THE PROBLEM
Reproduce the listing below word for word, from the line containing "Can you find the man with" through the line containing "162], [152, 199]]", both lines included.

RECORD EXCERPTS
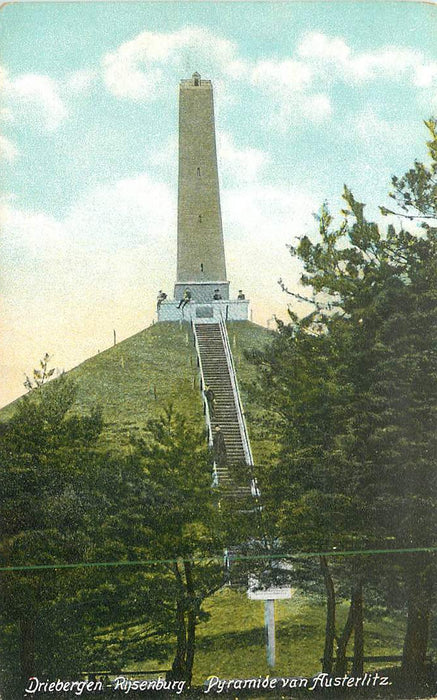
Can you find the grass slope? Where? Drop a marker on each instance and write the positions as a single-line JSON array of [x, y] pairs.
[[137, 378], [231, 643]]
==
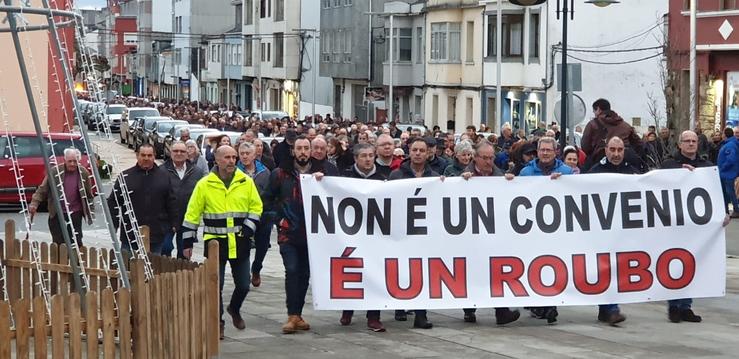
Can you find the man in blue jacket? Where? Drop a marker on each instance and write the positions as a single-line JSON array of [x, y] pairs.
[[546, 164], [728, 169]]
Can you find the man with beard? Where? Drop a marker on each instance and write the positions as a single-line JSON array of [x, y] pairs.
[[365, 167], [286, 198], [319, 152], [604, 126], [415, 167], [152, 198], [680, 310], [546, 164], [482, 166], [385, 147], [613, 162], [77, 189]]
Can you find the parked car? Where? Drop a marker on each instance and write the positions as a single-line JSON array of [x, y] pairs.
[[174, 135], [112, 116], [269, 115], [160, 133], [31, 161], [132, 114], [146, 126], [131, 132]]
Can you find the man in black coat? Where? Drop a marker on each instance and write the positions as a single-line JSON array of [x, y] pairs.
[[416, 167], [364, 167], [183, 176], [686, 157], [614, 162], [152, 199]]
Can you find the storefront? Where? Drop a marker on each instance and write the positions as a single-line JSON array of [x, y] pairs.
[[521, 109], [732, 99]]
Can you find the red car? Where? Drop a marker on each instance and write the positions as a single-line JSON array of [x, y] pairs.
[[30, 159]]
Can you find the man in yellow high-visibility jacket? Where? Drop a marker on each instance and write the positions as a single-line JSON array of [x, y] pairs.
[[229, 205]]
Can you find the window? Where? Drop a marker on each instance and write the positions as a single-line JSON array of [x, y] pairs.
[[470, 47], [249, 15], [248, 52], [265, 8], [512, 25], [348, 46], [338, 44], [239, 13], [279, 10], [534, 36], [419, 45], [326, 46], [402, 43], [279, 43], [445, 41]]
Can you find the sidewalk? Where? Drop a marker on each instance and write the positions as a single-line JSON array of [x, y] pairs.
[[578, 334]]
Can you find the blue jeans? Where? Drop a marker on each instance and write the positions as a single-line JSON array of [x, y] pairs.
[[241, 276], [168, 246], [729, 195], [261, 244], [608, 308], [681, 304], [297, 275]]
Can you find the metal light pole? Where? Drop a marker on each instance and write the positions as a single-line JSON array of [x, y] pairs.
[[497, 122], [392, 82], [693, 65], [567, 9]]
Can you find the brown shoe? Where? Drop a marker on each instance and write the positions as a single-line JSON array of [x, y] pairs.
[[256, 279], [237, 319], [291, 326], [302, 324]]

FINAL RESULT
Can you find the man with beard? Where? Drop a marker on each instance and write the positions as a single-line JSON array of [x, y] pairs.
[[365, 167], [286, 198], [319, 152], [604, 126], [415, 167], [152, 198], [680, 310], [546, 164], [482, 166], [385, 147], [613, 162], [77, 189]]
Can you find the parked car? Where? Drop a marker on each instance and write the positions as a single-line JSON array of [x, y] pairs.
[[174, 135], [112, 116], [269, 115], [160, 133], [31, 161], [132, 114], [146, 126], [131, 132]]
Can you find the man in black coat? Where? Drop a marker on each instance and write the positions as a single-line JSON array of [x, y] pairs.
[[416, 167], [364, 167], [183, 176], [686, 157], [614, 162], [152, 199]]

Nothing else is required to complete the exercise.